> _About this exercise_
In your copy, reproduce each entry exactly and leave out the pictures.
++++++++
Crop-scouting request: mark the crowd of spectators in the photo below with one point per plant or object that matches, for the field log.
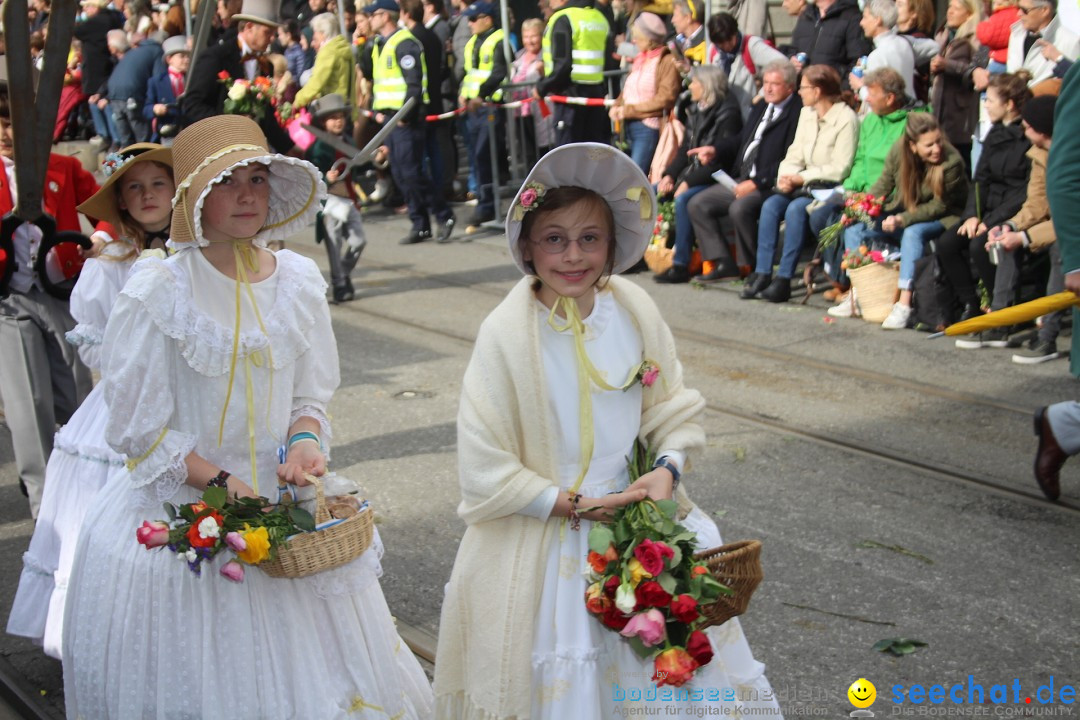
(756, 145)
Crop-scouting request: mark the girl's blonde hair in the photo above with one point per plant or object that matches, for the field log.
(913, 170)
(130, 229)
(557, 199)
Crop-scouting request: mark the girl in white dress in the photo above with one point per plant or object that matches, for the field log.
(515, 637)
(136, 199)
(213, 358)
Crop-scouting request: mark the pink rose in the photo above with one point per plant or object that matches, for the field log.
(152, 534)
(235, 542)
(233, 571)
(651, 556)
(648, 626)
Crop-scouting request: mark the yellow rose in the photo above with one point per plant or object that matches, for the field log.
(258, 545)
(637, 572)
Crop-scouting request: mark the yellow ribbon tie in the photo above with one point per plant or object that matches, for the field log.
(588, 375)
(246, 259)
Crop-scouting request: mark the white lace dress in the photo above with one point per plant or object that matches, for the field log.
(144, 637)
(580, 668)
(78, 467)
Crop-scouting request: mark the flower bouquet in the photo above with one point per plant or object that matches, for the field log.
(874, 280)
(251, 528)
(251, 98)
(858, 207)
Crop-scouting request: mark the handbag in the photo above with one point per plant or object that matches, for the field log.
(672, 133)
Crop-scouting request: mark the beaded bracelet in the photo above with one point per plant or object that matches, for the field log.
(575, 518)
(298, 437)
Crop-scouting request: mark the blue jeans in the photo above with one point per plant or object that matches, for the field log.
(913, 240)
(794, 213)
(684, 230)
(643, 144)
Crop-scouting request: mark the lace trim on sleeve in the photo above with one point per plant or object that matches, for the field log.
(205, 344)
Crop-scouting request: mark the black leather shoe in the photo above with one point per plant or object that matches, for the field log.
(779, 290)
(1049, 458)
(415, 236)
(673, 275)
(755, 284)
(446, 230)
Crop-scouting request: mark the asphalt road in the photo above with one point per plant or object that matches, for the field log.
(888, 476)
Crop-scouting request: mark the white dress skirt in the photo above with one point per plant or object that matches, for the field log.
(147, 639)
(581, 668)
(79, 466)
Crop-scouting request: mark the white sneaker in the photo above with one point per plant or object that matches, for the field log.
(847, 307)
(898, 317)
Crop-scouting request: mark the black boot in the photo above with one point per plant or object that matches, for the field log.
(755, 284)
(779, 290)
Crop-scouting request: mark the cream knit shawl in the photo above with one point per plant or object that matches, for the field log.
(505, 459)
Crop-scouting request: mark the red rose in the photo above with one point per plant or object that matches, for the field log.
(651, 595)
(613, 619)
(651, 556)
(674, 667)
(685, 609)
(699, 648)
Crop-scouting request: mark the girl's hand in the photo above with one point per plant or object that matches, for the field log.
(602, 508)
(657, 484)
(892, 223)
(304, 459)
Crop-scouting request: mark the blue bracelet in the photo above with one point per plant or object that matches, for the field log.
(304, 436)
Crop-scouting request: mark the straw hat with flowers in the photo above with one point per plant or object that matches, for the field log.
(206, 152)
(104, 204)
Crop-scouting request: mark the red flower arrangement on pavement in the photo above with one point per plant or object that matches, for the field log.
(646, 585)
(858, 207)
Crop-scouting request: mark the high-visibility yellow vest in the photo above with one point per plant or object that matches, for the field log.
(389, 87)
(477, 76)
(590, 32)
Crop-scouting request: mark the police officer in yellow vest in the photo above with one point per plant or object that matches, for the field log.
(577, 49)
(397, 73)
(485, 70)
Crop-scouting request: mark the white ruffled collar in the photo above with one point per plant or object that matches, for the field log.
(164, 289)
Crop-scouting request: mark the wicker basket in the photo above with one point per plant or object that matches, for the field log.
(739, 567)
(309, 553)
(875, 287)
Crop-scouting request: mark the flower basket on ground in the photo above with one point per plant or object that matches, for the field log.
(874, 281)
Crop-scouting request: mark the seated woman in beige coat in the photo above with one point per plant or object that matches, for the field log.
(821, 153)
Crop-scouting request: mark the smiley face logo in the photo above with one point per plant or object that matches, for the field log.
(862, 693)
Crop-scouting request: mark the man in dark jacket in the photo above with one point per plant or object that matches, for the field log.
(753, 158)
(126, 90)
(96, 59)
(828, 32)
(240, 55)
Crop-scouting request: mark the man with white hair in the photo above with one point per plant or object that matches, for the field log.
(890, 49)
(333, 71)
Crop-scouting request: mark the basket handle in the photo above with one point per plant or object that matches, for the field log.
(322, 514)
++++++++
> _Expected output_
Crop-scouting request: mark the crowd of spectators in the photo below with one point per plant or object that matches, for the field log.
(756, 145)
Crop-scouting request: mark the girl's blonde hair in the photo above with one point per plant or object that matches, for the field log.
(913, 170)
(130, 229)
(557, 199)
Crop-scouting request: mark the girl in white dress in the photo above with one point per plant or object that matches, for the field log.
(515, 637)
(136, 199)
(213, 358)
Crop-scouting request: mark the pink rose in the photo above with one point per plant or object that matches, for the field log.
(152, 534)
(235, 542)
(233, 571)
(651, 556)
(648, 626)
Crop-scouting request: mark the yellow rose in the photo above with one point per plant or object that matches, for the field log.
(258, 545)
(637, 572)
Crop-scouting request: mark the yellow ribbon tie in the photo above with one point per plant or object that matches, for the field log.
(588, 375)
(246, 259)
Crop-scouting request: mark the white lace dress in the photo above with one point per plant or object that matches, for the field log.
(144, 637)
(580, 668)
(78, 467)
Crop-scouting request: mark the flower bouquet in the photo above with one point per plant or object that matches, for the field log.
(874, 280)
(251, 528)
(251, 98)
(858, 207)
Crop-scouting request: mark the handbag in the photo above with one point per plant or object that matches, for the field log.
(672, 133)
Crop-scouting request: mark the beaded bracelet in the photo above with one point per plant or object that matches, for the field log.
(575, 518)
(298, 437)
Crop-scouting request: mark the blue jeans in the photo above with one point per plant or object that matches, for the field log.
(913, 240)
(794, 213)
(684, 230)
(643, 144)
Crop-scouting request: mark the lace trim on sleeve in the photo above with one point per plant or object that matches, for the field log.
(205, 344)
Crop-scouting request: mark the black leather shoe in the photo above with one point per plant or object that matches, for the field log.
(779, 290)
(1049, 458)
(415, 236)
(673, 275)
(755, 284)
(446, 230)
Crop-scouting request: mark the asphalt road in the photo above with one point per plant or object that matches, for the field log.
(888, 476)
Crop-scouting request: mark the white dress skirt in the photo above with one point per plant or object that matches, for the field log.
(147, 639)
(581, 668)
(79, 466)
Crop-scouting request: mark the white sneaker in the photo above with one point per plant or object that matches, for the field log.
(847, 307)
(898, 317)
Crop-scouting request: mark the black boot in the photo above with one point per plant or object that matches, for the field log.
(755, 284)
(779, 290)
Crop-scouting request: mark the cream knit shawl in the photo above with one point per plant or object that matches, for the field log.
(505, 459)
Crop-scouting request: mark the red rose in the photo above with one point per plant or object that matches, for the field log.
(651, 595)
(613, 619)
(651, 556)
(674, 667)
(685, 609)
(699, 648)
Crop-scouting request: mark the girl's hand in the photo above with one point per plant or object that matches, for the field log.
(602, 508)
(657, 484)
(892, 223)
(304, 459)
Crop-scouting request: mark the blue bracelet in the photo above with one point per plant or object that matches, for the field log.
(304, 436)
Crop-scouting request: mark the straw hat with flowers in the photo above with one point per plant or object that matches, for the field log.
(206, 152)
(104, 204)
Crop-scouting request: mark the red flower arrangement on pavement in the photo above with one point per plant or object that matches, for the field log.
(646, 585)
(858, 207)
Crop-scouting request: mark the high-visibility yellow vest in the photo above with one point per plant or object that matches, for the field log.
(389, 87)
(477, 76)
(590, 32)
Crop-scouting request: mark the police officer in yellow vest in the photo above with one point per plant or object that matches, for the field log.
(577, 49)
(397, 73)
(485, 70)
Crop-scouting request: mark the white ruffled collar in the photo above with one point per plant or object that matches, for the field log.
(164, 289)
Crop-scouting request: mark the wicker basket in the photo above with one point per plant or object that matches, for the field log.
(739, 567)
(309, 553)
(875, 287)
Crop-scouting request: mark the flower basket on ground in the photo above with one point per plant or object that matches, for the field log.
(874, 281)
Crop-scouting request: mark the seated woman in beige coat in the photo above with one point per plant or object that matches, for the field log.
(821, 153)
Crop-scouting request: mark the smiley face logo in the photo above with one point per plant or object that matches, for the field log.
(862, 693)
Crop-scouting request: mark the man in dark jacket in the photo above with one point per plant or object that matches, for the field log.
(753, 158)
(126, 90)
(96, 59)
(828, 32)
(240, 55)
Crop-scouting request: mark the man with white hair in the photo above with one point per plant or object that matches, for the field log.
(890, 49)
(333, 71)
Crop-scouting request: mark the basket handle in the photo above with one point per plant or object that matches, for the field log.
(322, 514)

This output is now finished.